* [TASK STATEMENT]:
What do the lines from the one containing "the bus windshield." through the end of the entries say? Quote them exactly, and only them.

* [RECORD EXCERPTS]:
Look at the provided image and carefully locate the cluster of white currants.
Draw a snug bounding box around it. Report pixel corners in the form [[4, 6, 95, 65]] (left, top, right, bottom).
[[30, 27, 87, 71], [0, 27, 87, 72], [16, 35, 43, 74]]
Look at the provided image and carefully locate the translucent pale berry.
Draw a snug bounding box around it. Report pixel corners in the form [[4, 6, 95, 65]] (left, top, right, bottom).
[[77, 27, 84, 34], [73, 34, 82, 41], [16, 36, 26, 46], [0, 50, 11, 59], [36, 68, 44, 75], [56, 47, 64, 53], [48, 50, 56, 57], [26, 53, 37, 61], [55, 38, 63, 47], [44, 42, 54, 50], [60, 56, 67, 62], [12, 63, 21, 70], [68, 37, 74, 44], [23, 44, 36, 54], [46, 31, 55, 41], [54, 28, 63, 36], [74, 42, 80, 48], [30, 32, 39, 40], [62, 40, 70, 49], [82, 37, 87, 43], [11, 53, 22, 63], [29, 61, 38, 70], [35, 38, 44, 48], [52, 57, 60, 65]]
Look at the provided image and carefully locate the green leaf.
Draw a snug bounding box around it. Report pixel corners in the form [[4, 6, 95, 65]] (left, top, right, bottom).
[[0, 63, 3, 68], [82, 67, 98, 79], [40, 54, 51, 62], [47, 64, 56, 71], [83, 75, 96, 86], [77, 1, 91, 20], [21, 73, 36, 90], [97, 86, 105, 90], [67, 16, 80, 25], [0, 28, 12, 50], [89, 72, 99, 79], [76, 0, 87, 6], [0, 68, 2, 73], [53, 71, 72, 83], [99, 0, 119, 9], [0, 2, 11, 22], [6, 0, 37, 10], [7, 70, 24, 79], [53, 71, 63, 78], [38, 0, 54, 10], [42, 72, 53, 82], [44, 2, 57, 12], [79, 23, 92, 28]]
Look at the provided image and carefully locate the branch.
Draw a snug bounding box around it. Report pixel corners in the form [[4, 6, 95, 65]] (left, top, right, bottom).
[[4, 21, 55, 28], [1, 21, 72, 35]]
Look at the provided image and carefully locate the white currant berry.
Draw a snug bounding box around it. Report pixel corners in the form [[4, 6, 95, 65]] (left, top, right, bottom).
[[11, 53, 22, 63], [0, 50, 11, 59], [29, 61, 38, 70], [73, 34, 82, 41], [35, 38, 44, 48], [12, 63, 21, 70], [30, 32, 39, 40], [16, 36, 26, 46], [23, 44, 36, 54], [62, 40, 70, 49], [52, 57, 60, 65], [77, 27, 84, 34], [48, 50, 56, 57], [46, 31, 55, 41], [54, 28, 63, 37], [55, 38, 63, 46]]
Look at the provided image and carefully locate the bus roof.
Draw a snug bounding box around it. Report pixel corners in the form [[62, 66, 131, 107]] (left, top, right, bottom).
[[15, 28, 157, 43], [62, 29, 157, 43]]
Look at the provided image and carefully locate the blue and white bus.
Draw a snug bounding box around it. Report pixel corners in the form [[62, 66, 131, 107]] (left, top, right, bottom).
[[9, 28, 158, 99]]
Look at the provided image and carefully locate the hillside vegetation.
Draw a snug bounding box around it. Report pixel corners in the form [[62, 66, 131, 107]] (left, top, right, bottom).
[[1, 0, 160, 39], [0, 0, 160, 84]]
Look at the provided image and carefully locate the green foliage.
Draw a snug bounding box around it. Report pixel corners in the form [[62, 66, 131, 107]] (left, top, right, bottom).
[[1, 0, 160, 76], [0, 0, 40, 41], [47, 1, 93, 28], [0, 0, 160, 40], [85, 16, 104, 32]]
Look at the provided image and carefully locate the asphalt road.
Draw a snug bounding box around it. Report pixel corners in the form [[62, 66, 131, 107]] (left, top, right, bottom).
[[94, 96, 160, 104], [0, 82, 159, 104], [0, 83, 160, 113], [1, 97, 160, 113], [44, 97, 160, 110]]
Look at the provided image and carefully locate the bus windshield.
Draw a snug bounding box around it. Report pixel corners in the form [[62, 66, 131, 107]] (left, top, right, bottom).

* [EXERCISE SOLUTION]:
Look at the provided image and carefully locate the bus windshield.
Draw a snug bounding box around it. Report pixel corners in the form [[62, 66, 131, 107]] (left, top, right, bottom).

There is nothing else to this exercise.